───── EXTRAIT CHOISI

Telles sont quelques-unes des questions - elles ne sont pas minces - qui vont se poser très crûment demain aux autorités organisatrices de transports.
L'article 4, tel qu'il est actuellement rédigé, risque d'être source de nombreux contentieux, non seulement entre l'usager et l'autorité organisatrice des transports, mais également entre cette autorité et l'entreprise de transport.
Oui, ce texte est dangereux, parce qu'il conduit à attenter au droit de grève, à contraindre le dialogue social, à remettre en cause le rôle des organisations représentatives de salariés, à opposer les salariés les uns aux autres, comme les citoyens aux salariés grévistes.
Ce qui est inquiétant, c'est qu'il ne s'agit, pour reprendre les mots de Mme le rapporteur, que « d'un premier pas » !
Monsieur le ministre, permettez-moi de me répéter : la déclaration individuelle quarante-huit heures avant et le non-paiement des journées de grève sont des mesures inutiles, irréalistes, excessives et donc insignifiantes. Une bonne partie de ces dispositions étant inapplicables, il ne s'agira donc que d'une opération d'affichage politique.
Fort de ces constats, mais également très soucieux de l'avenir de l'ensemble des salariés, notamment de ceux du service public, je vous propose, mes chers collègues, d'adopter cette motion tendant à opposer la question préalable. (Applaudissements sur les travées du groupe socialiste et du groupe CRC.)
M. le président. Quel est l'avis de la commission ?

──────────

CONSIGNES DE L'EXERCICE
**a.** Répondez à ces questions sur l'extrait :
(i) Entre quelles parties l'article 4 risque-t-il d'être source de nombreux contentieux ?
(ii) Quels adjectifs qualifient la déclaration individuelle quarante-huit heures avant et le non-paiement des journées de grève ?
(iii) Quelle motion est-il proposé d'adopter ?
**b.** Recopiez sans rien changer le passage de l'extrait allant de « Ce qui est inquiétant, c'est » jusqu'à « du groupe CRC.) ».
Les enregistrements qui suivent proviennent d'une autre source que l'extrait.

───── DONNÉES À EXAMINER

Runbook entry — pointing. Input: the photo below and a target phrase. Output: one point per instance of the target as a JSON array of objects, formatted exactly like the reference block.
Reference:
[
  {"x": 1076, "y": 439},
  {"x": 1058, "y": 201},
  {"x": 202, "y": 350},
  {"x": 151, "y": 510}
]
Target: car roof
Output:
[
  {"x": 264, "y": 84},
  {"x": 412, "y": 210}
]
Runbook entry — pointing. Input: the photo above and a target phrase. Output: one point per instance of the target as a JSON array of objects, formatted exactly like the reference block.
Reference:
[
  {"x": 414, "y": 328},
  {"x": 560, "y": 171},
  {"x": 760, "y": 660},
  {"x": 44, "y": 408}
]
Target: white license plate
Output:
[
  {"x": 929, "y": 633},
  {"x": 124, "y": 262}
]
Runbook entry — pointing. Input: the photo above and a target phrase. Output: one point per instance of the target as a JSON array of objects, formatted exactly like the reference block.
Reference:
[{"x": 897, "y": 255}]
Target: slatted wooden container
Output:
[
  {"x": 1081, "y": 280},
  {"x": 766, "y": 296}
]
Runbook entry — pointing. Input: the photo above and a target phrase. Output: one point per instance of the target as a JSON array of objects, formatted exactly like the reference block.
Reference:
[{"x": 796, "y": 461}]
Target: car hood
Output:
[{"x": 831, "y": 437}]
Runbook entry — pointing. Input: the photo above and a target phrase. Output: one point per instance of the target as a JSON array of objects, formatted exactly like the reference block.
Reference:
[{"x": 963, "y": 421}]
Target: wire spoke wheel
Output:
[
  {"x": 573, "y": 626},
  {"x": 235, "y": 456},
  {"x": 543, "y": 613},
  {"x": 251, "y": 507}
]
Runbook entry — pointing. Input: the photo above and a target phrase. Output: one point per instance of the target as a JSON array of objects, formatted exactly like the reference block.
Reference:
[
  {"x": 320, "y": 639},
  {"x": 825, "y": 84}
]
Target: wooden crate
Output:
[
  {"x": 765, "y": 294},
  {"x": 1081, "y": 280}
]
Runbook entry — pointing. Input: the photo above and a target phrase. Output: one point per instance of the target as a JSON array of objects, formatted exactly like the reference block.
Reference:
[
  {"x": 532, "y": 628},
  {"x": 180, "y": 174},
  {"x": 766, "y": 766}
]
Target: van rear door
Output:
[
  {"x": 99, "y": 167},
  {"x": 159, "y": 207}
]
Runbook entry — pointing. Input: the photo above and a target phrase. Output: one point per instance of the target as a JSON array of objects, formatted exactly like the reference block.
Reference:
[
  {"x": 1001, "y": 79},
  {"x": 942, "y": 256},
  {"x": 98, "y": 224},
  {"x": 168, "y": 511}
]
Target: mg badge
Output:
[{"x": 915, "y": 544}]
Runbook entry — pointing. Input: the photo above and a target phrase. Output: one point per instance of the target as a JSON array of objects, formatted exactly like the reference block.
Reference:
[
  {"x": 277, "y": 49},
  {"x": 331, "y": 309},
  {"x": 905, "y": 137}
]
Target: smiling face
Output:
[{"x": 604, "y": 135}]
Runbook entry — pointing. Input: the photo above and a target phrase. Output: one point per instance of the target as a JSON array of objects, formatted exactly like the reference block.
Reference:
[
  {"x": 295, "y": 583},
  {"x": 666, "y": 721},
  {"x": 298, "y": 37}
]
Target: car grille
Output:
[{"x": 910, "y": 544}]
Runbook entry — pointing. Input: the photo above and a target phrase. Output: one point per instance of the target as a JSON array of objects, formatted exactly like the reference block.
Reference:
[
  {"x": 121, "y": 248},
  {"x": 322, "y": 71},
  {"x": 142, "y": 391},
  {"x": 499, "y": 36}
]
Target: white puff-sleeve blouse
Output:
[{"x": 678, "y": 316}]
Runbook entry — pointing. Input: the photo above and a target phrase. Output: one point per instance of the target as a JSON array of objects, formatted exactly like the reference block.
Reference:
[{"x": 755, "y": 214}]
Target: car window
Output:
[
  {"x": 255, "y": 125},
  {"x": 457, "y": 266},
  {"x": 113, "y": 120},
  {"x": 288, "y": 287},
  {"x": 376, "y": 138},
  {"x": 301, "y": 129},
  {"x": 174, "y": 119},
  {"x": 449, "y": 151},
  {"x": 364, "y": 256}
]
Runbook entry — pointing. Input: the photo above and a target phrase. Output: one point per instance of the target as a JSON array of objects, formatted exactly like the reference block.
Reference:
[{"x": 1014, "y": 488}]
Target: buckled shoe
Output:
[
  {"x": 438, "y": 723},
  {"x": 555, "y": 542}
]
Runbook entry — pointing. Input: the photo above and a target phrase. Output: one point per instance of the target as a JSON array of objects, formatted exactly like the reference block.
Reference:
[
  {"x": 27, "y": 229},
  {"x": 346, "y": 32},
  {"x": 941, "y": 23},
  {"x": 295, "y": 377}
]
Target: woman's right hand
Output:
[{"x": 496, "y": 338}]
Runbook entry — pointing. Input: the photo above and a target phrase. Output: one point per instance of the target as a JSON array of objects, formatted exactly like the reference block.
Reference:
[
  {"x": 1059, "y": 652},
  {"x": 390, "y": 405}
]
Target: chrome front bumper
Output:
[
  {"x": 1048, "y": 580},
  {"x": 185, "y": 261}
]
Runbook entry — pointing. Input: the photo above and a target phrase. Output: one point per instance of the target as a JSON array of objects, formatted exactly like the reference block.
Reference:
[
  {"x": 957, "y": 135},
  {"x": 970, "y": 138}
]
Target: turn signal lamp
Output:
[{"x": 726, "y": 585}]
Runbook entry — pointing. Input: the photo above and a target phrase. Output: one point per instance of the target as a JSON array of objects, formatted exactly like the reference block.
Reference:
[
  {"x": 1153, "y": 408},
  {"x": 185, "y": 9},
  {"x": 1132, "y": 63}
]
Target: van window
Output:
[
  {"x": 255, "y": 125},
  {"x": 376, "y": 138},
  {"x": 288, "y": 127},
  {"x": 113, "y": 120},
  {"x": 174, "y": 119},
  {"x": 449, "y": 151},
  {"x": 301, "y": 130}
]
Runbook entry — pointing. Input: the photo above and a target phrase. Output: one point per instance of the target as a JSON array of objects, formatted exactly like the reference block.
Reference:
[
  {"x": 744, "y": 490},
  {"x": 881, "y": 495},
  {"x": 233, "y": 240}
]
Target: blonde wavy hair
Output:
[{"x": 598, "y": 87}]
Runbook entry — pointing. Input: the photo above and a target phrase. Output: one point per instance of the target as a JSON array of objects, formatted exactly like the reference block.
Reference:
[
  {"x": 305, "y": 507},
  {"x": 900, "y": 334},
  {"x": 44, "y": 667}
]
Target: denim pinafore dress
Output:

──────────

CORRIGÉ PAR QUESTION
**a.**
(i) Entre l'usager et l'autorité organisatrice des transports, et entre cette autorité et l'entreprise de transport.
(ii) Inutiles, irréalistes, excessives et donc insignifiantes.
(iii) Une motion tendant à opposer la question préalable.

**b.**
Ce qui est inquiétant, c'est qu'il ne s'agit, pour reprendre les mots de Mme le rapporteur, que « d'un premier pas » !
Monsieur le ministre, permettez-moi de me répéter : la déclaration individuelle quarante-huit heures avant et le non-paiement des journées de grève sont des mesures inutiles, irréalistes, excessives et donc insignifiantes. Une bonne partie de ces dispositions étant inapplicables, il ne s'agira donc que d'une opération d'affichage politique.
Fort de ces constats, mais également très soucieux de l'avenir de l'ensemble des salariés, notamment de ceux du service public, je vous propose, mes chers collègues, d'adopter cette motion tendant à opposer la question préalable. (Applaudissements sur les travées du groupe socialiste et du groupe CRC.)